**DETTAGLI ESERCIZIO:** Puoi trasformare in un elenco puntato il paragrafo del brano che comincia con «Nel 1627 il fratello Michelangelo», mantenendone i fatti principali?

**BRANO:**

################

Con tutta probabilità, fu proprio la consapevolezza delle difficoltà economiche in cui si trovava immerso che lo distolse dal fondare una famiglia propria.

La tenacia di Galileo nel combattere con esasperata energia contro le maledette strettezze, che tanto lo assillavano, è uno dei tratti tipici della sua personalità; in esso dobbiamo cercare la spiegazione di parecchi aspetti del suo carattere, alcuni più simpatici, come la generosità nell'aiutare chi stava lottando alla ricerca di un lavoro dignitoso (prima il fratello, più tardi i discepoli), altri assai meno, come la sua spregiudicatezza nel cercar di accrescere, con qualunque mezzo, il proprio prestigio e consolidare di conseguenza la propria posizione.

Quanto alle due figlie, la prima, Virginia, aveva già abbandonato Padova da circa un anno, per seguire la nonna paterna che ritornava a Firenze dopo una visita a Galileo; la seconda, Livia, seguì il padre nel suo trasferimento. Dapprima Galileo cercò di collocarle nella casa della nonna, ma la sistemazione non potè durare a lungo a causa del carattere dell'anziana donna; fallito questo tentativo, non seppe trovare altra soluzione che quella di chiuderle in un convento.
Pertanto, verso la fine del 1613, le fece accogliere nel Monastero di San Matteo in Arcetri, senza giungere subito alla loro effettiva monacazione, a causa della giovanissima età delle fanciulle. Esse pronunciarono i voti nel 1616 e nel 1617, appena compiuti i sedici anni, assumendo il nome di suor Maria Celeste e di suor Arcangela.
Sono state indicate varie cause per spiegare il comportamento di Galileo non curante affatto dei desideri delle figlie: è innegabile che, se la prima accetterà con spirito rassegnato la vita impostale dal padre, e anzi rivelerà una vera vocazione religiosa, la seconda invece ne soffrirà molto e acquisterà un carattere acido ed insopportabile. Una prima generica giustificazione può venir trovata nei ben noti, tristissimi, costumi del tempo; un'altra di carattere personale, nel fatto che le figlie erano illegittime e ciò avrebbe reso loro molto difficile trovar marito in strati sociali degni dell'alta posizione occupata dal padre. Alla base di tutto stava, però, il desiderio di Galileo di trovare per esse una sistemazione che non rischiasse di procurargli, in futuro, alcun nuovo carico che lo sollevasse per sempre da ogni preoccupazione in merito.

Nel 1627 il fratello Michelangelo rientrò in Italia e condusse la sua numerosa famiglia presso Galileo. Ritornato poi a Monaco nel febbraio 1628, dapprima lasciò la moglie e i sette figli a carico del fratello, poi li richiamò improvvisamente a sè, quasi rimproverando a Galileo di non averli curati abbastanza. Michelangelo morirà nel gennaio 1631 dopo aver chiesto perdono al fratello e avergli di nuovo raccomandato moglie e figli.

################

Annotazioni dei contorni degli oggetti

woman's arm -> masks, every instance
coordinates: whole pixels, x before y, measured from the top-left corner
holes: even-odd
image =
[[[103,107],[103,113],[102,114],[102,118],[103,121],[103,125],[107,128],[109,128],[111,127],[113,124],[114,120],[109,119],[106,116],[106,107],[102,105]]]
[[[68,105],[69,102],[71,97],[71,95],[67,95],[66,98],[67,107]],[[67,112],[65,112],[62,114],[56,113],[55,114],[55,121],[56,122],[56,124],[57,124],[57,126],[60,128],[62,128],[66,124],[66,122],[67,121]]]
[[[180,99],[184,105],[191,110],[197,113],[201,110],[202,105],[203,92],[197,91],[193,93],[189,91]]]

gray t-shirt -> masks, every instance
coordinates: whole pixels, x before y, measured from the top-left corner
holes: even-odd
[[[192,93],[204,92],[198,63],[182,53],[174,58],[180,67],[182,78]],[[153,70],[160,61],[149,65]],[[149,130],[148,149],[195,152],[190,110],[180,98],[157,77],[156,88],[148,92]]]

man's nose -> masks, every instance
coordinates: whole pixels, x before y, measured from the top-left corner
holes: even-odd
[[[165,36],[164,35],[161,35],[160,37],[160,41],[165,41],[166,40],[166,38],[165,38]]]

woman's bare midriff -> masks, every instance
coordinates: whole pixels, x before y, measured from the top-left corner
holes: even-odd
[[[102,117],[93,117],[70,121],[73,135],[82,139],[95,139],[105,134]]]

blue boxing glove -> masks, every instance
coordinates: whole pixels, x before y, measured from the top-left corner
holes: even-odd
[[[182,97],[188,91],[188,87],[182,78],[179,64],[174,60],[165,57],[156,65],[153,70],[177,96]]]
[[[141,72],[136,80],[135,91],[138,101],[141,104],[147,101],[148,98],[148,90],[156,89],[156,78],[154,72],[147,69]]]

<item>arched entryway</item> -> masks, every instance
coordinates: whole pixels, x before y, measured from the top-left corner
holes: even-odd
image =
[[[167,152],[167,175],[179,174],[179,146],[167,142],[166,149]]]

################

**RISPOSTA ESERCIZIO:**
- Nel 1627 Michelangelo, fratello di Galileo, rientrò in Italia e portò la sua numerosa famiglia da Galileo.
- Nel febbraio 1628 tornò a Monaco e lasciò inizialmente la moglie e i sette figli a carico del fratello.
- In seguito li richiamò all'improvviso presso di sé, quasi rimproverando a Galileo di non averli curati abbastanza.
- Morì nel gennaio 1631, dopo aver chiesto perdono al fratello e avergli raccomandato di nuovo moglie e figli.